━━━ EXCERPTED TEXT ━━━
A policeman wearing a mask as a protection against the coronavirus keeps guard outside a half-closed shop in Srinagar, Indian controlled Kashmir, Tuesday, June 9, 2020. (AP Photo/Mukhtar Khan)

NEW DELHI (AP) — The number of coronavirus cases in India continued to rapidly increase Wednesday, with officials reporting nearly 10,000 new cases over the past 24 hours.

The spike has come as the government moves forward with reopening restaurants, shopping malls and religious places in most of its states after a more than two-month-old lockdown.

The government has already partially restored train services and domestic flights and allowed shops and manufacturing to reopen. Subways, hotels and schools and colleges, however, remain shuttered nationwide.

The Health Ministry on Wednesday reported an 24-hour increase of 9,985 cases and 274 deaths. India has recorded 276,583 positive cases, the fifth highest in the world, and 7,745 deaths.

The actual numbers, like elsewhere in the world, are thought to be fair higher due to a number of reasons such as limited testing.

More than 4.9 million tests have been conducted in the country of 1.3 billion people, with daily testing crossing 140,000 people.

Maharashtra, Tamil Nadu and New Delhi are the worst-hit states with 90,787, 34,914 and 31,309 positive cases respectively.
━━━
EXERCISE REQUIREMENTS.
A) How would you render this sentence from the news report in Spanish: "Subways, hotels and schools and colleges, however, remain shuttered nationwide."
B) Do these statements agree with the news report? Answer yes or no for each, quoting the deciding words.
(i) India's count of positive cases is the fifth highest in the world.
(ii) Domestic flights remain fully suspended.
(iii) Tamil Nadu has more positive cases than Maharashtra.
C) Can you reproduce the part of the news report starting at "The spike has" and ending at "and 7,745 deaths."?
Rely only on the news report for your answers.
━━━ PROVIDED DATA ━━━
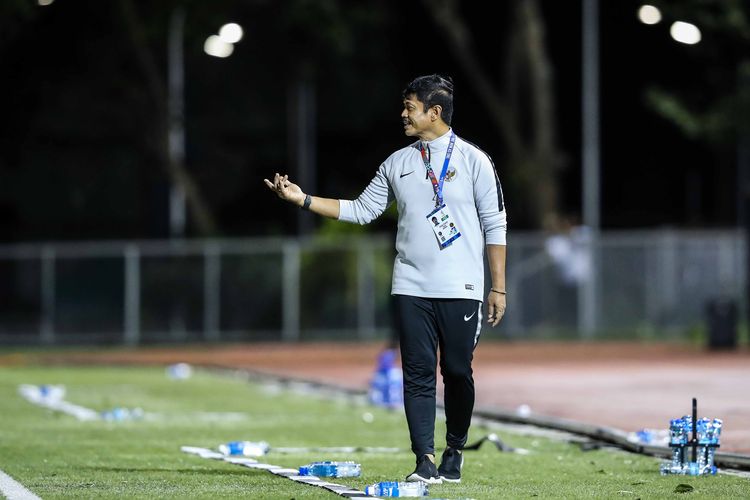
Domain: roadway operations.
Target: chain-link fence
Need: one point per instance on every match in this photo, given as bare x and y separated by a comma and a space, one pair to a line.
647, 284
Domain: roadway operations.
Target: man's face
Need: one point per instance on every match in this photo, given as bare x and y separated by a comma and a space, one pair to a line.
415, 118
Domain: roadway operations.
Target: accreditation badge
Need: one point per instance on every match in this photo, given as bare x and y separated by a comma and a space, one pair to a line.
443, 225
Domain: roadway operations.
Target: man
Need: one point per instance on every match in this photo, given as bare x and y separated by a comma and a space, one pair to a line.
438, 282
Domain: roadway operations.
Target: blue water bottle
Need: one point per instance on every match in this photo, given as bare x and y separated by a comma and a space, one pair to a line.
331, 469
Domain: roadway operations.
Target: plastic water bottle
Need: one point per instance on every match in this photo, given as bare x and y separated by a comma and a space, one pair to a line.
397, 489
179, 371
245, 448
118, 414
702, 426
331, 469
677, 440
387, 386
714, 433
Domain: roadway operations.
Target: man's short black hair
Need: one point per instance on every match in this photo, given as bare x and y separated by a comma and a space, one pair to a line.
433, 90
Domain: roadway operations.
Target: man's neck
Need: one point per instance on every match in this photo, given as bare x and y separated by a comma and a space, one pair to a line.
435, 132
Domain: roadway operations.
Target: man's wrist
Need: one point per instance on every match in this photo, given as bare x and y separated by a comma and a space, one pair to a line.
306, 201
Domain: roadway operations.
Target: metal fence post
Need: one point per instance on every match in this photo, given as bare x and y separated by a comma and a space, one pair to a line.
47, 324
365, 291
211, 292
290, 290
132, 306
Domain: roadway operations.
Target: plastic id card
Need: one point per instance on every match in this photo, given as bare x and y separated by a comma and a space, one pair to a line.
443, 225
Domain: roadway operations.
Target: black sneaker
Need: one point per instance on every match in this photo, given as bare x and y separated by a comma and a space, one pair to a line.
425, 472
450, 465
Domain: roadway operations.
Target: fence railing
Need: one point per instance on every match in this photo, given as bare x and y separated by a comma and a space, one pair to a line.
629, 284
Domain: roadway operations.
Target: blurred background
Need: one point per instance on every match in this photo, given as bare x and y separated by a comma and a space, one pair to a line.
135, 137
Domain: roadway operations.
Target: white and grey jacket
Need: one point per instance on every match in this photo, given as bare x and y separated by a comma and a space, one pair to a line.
472, 193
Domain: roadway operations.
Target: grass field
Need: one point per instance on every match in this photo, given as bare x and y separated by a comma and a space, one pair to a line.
56, 456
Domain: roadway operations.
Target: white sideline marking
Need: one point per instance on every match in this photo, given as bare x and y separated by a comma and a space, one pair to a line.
13, 490
54, 401
339, 489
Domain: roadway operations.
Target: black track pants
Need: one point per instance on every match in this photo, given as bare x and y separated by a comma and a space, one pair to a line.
453, 325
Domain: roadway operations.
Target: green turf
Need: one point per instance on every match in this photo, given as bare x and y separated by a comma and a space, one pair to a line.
56, 456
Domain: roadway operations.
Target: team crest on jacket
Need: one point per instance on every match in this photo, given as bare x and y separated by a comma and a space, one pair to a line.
451, 174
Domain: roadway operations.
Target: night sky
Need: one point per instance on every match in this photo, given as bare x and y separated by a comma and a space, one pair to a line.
76, 153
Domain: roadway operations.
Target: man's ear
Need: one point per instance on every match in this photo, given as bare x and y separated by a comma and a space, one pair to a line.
436, 112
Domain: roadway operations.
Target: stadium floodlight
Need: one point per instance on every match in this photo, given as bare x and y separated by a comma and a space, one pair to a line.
217, 47
685, 33
231, 33
648, 14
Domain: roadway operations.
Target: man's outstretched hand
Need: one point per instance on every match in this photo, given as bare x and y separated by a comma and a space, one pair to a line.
285, 189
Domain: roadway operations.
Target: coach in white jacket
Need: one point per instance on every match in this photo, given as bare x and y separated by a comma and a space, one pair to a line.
450, 208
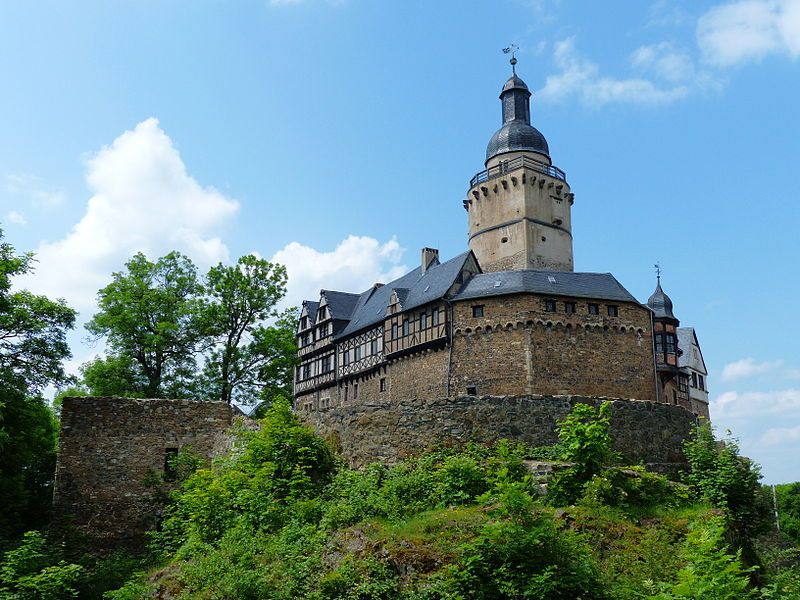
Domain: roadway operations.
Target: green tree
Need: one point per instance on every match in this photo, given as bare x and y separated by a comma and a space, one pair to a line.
33, 328
114, 376
585, 440
150, 316
33, 348
728, 481
239, 299
788, 497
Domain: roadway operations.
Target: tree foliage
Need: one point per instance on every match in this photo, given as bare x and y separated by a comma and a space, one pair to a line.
173, 334
33, 348
238, 300
33, 328
584, 440
148, 315
728, 481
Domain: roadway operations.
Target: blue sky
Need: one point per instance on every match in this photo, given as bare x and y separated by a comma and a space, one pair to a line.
339, 137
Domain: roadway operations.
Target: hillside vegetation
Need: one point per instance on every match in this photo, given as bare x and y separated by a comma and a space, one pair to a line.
282, 517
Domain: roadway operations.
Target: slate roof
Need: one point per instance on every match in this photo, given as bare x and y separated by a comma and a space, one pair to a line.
312, 307
340, 304
602, 286
415, 288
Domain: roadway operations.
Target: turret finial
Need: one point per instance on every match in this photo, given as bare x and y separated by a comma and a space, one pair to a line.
512, 49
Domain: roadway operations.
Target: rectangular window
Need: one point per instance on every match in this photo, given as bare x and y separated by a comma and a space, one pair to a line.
170, 466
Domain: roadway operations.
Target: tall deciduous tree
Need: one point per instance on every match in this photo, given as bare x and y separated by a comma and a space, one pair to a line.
151, 314
33, 348
33, 328
247, 354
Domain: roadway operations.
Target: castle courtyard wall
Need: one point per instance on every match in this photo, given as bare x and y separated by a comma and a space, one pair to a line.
112, 449
643, 431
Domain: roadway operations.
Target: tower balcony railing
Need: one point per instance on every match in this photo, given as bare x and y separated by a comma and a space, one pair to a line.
507, 166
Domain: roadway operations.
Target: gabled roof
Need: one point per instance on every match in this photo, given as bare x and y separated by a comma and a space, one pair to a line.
687, 337
340, 304
600, 286
311, 309
420, 288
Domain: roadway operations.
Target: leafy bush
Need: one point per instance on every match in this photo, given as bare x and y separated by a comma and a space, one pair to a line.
634, 487
585, 440
711, 572
728, 481
275, 468
33, 571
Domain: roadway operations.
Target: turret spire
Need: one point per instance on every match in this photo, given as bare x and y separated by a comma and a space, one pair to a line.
513, 50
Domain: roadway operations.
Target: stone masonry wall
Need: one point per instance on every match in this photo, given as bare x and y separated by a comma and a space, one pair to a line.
110, 447
519, 348
644, 431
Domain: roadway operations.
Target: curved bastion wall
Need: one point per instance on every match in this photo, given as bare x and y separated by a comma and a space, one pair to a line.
644, 432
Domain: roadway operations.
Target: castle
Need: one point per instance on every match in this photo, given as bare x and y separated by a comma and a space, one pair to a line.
499, 342
507, 318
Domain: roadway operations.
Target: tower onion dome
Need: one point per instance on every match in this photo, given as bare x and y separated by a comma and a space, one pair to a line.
660, 304
516, 134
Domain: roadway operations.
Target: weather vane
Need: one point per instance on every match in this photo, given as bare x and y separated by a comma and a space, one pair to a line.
512, 49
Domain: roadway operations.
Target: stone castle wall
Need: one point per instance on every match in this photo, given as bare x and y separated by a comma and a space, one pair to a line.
110, 448
516, 348
644, 431
519, 348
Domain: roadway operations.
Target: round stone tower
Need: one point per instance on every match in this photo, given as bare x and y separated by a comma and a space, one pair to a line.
519, 206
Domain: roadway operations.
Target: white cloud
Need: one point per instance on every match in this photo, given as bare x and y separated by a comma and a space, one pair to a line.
666, 61
580, 77
142, 199
735, 404
748, 30
32, 189
747, 367
16, 218
780, 435
353, 266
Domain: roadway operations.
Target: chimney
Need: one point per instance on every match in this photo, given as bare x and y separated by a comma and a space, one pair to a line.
428, 256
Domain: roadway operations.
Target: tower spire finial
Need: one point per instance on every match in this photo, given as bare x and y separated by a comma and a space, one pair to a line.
512, 49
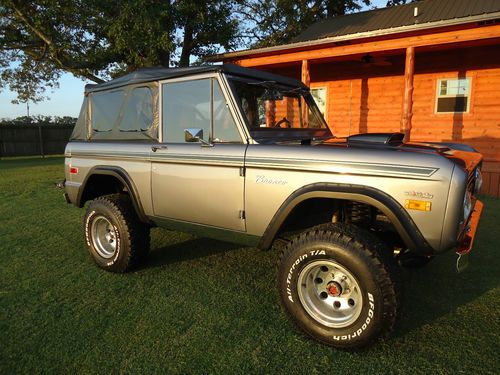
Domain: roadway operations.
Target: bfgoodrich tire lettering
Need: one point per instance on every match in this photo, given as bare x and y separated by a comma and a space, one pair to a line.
334, 286
116, 239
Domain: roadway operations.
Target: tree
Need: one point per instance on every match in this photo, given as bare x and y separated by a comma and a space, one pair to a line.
98, 40
278, 21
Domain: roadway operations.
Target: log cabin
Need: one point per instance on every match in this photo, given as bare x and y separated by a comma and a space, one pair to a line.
429, 69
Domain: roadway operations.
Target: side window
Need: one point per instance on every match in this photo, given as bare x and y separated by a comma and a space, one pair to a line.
105, 108
138, 114
225, 129
453, 95
185, 105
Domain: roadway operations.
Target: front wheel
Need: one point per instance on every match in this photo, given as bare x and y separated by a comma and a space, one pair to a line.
335, 287
116, 238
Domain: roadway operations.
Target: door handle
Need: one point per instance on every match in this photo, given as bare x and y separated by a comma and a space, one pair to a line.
156, 148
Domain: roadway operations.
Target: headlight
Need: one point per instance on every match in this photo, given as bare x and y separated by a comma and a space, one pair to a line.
478, 181
467, 205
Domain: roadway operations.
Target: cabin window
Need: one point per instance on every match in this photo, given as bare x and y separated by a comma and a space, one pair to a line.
319, 95
453, 95
105, 107
138, 114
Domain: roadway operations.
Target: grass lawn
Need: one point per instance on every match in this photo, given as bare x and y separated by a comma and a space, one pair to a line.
202, 306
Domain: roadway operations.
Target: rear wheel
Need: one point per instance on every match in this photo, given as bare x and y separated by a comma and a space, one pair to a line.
335, 287
117, 240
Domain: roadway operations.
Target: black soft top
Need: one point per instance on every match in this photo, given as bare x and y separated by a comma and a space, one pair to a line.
155, 74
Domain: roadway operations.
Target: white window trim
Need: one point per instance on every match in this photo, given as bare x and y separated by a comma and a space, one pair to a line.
437, 96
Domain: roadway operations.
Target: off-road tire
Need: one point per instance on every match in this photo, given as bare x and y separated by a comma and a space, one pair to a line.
318, 260
117, 240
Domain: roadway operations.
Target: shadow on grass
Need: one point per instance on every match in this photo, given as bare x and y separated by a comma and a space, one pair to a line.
437, 289
29, 162
191, 249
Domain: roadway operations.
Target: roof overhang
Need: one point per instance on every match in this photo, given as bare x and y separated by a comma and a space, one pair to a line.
363, 35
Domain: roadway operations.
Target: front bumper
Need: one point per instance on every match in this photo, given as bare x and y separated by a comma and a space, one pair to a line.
467, 240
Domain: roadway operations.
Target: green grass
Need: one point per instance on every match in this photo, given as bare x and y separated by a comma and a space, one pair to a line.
202, 306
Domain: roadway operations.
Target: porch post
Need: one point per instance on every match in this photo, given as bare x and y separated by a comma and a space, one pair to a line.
306, 78
407, 110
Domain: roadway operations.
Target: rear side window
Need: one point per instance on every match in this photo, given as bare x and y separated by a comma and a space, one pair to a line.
105, 108
138, 114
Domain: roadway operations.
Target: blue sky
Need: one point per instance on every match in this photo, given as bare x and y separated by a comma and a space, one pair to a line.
67, 99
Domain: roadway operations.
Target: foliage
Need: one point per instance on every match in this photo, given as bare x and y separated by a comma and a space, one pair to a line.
278, 21
40, 120
96, 40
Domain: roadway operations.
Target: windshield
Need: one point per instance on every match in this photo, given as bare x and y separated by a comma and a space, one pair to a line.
270, 107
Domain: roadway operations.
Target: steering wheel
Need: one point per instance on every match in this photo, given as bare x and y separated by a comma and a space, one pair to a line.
285, 121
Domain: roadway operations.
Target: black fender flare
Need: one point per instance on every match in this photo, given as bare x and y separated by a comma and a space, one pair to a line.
122, 176
402, 221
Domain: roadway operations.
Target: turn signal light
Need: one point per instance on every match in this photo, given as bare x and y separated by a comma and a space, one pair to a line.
418, 205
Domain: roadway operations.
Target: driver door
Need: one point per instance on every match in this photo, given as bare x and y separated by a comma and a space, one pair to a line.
199, 182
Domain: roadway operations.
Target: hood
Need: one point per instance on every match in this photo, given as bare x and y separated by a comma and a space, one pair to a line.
461, 154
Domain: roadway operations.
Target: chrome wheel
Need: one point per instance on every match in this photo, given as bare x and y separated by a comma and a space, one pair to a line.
330, 293
104, 237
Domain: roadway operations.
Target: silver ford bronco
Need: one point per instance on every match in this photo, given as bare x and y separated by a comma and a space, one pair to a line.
245, 156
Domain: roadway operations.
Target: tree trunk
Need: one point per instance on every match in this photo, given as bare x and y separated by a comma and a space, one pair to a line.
187, 46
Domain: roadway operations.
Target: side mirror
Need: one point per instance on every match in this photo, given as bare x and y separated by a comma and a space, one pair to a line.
193, 135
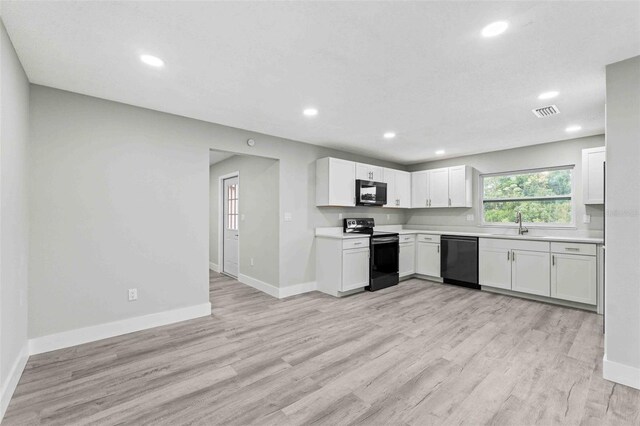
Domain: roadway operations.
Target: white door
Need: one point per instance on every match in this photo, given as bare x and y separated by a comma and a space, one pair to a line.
407, 261
403, 189
342, 183
495, 267
428, 259
439, 188
420, 189
355, 269
230, 249
573, 278
531, 272
457, 186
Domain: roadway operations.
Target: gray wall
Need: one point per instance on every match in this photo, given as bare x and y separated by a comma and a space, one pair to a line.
14, 128
259, 211
120, 199
622, 298
537, 156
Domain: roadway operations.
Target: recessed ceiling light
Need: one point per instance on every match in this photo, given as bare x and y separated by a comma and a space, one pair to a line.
548, 95
151, 60
495, 29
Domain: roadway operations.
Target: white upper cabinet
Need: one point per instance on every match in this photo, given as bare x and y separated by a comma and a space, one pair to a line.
445, 187
460, 186
403, 189
593, 175
439, 188
398, 188
335, 182
369, 172
420, 189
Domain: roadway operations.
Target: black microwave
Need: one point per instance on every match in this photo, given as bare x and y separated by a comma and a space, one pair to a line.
369, 193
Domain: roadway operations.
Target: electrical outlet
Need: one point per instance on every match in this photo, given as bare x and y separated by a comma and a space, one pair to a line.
133, 294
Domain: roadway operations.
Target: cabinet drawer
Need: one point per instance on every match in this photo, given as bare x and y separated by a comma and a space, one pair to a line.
407, 238
574, 248
428, 238
355, 243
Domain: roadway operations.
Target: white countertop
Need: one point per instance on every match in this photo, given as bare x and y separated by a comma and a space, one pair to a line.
336, 233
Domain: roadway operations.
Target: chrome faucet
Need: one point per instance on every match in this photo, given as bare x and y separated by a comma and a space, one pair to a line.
521, 229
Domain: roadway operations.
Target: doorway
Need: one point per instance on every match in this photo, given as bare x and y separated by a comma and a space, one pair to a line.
230, 225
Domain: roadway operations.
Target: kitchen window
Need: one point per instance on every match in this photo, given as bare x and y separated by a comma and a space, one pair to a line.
544, 197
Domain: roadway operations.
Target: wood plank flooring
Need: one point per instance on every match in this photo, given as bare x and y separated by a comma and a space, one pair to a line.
420, 353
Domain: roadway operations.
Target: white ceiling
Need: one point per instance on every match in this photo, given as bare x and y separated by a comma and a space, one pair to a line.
420, 69
218, 156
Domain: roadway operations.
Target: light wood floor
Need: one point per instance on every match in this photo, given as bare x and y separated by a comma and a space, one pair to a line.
419, 353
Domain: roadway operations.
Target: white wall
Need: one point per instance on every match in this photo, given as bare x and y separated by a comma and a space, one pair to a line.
14, 127
120, 198
259, 205
622, 281
537, 156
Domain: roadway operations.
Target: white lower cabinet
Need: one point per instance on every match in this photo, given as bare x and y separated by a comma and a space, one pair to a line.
530, 272
574, 276
342, 265
428, 255
494, 266
514, 265
355, 268
407, 260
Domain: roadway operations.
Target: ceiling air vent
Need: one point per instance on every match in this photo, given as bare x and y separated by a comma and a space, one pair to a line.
547, 111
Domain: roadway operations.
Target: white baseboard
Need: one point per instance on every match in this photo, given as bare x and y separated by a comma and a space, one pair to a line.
9, 385
79, 336
301, 288
621, 373
271, 290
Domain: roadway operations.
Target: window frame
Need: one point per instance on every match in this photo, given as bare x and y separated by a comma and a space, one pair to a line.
555, 225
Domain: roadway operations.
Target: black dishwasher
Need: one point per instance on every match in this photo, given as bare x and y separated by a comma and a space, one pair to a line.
459, 260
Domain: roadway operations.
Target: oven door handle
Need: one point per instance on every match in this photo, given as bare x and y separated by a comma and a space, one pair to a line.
388, 240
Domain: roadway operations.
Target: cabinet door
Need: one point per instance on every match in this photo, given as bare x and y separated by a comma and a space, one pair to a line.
439, 188
355, 269
407, 262
403, 188
428, 259
593, 175
573, 277
458, 186
531, 272
342, 183
390, 180
420, 189
494, 268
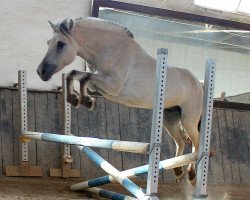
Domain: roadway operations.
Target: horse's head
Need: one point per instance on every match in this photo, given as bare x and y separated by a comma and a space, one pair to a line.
62, 49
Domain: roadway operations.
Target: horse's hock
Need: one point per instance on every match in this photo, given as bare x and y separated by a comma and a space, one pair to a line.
116, 122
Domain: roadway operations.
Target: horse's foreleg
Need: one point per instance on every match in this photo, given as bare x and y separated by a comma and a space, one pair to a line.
190, 119
72, 96
86, 99
173, 125
106, 83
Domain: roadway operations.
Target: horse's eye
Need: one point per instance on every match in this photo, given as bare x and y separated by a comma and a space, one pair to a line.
60, 45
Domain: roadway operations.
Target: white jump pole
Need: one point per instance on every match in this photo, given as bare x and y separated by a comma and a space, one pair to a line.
117, 145
135, 172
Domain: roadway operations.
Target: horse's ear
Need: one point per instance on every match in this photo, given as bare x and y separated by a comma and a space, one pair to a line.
67, 25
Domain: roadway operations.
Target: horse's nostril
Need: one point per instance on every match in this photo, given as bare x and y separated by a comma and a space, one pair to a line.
43, 71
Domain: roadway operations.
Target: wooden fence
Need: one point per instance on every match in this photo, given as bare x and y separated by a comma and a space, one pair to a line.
230, 136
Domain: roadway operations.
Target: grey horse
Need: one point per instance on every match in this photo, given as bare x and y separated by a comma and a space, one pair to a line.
124, 73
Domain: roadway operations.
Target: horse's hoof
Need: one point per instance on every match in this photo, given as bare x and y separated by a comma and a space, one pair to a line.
192, 177
73, 99
192, 181
88, 102
179, 173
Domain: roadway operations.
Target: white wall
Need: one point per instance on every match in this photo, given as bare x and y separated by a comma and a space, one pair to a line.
24, 32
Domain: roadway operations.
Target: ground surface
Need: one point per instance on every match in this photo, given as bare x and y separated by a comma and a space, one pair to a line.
49, 189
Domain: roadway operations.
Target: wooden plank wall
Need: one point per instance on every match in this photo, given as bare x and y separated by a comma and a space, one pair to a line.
230, 136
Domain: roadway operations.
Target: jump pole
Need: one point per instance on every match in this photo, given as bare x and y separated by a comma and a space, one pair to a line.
135, 172
66, 171
116, 145
24, 169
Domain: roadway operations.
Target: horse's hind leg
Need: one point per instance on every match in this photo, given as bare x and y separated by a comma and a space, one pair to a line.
172, 124
190, 118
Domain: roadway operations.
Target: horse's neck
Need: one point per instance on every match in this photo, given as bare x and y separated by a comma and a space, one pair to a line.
94, 42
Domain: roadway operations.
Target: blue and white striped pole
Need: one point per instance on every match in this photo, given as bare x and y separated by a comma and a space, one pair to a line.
112, 171
109, 194
132, 173
127, 146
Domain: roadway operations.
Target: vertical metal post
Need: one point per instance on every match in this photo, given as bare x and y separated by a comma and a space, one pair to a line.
206, 125
157, 119
22, 88
67, 117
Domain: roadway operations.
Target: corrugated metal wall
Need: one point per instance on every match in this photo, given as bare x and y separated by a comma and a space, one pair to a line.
230, 136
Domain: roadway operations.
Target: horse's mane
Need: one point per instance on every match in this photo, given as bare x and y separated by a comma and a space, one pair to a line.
━━━
ANSWER LIST.
A) Los metros, los hoteles y las escuelas y universidades, sin embargo, siguen cerrados en todo el país.

B)
(i) Yes: "India has recorded 276,583 positive cases, the fifth highest in the world"
(ii) No: "The government has already partially restored train services and domestic flights"
(iii) No: "Maharashtra, Tamil Nadu and New Delhi are the worst-hit states with 90,787, 34,914 and 31,309 positive cases respectively."

C)
The spike has come as the government moves forward with reopening restaurants, shopping malls and religious places in most of its states after a more than two-month-old lockdown.

The government has already partially restored train services and domestic flights and allowed shops and manufacturing to reopen. Subways, hotels and schools and colleges, however, remain shuttered nationwide.

The Health Ministry on Wednesday reported an 24-hour increase of 9,985 cases and 274 deaths. India has recorded 276,583 positive cases, the fifth highest in the world, and 7,745 deaths.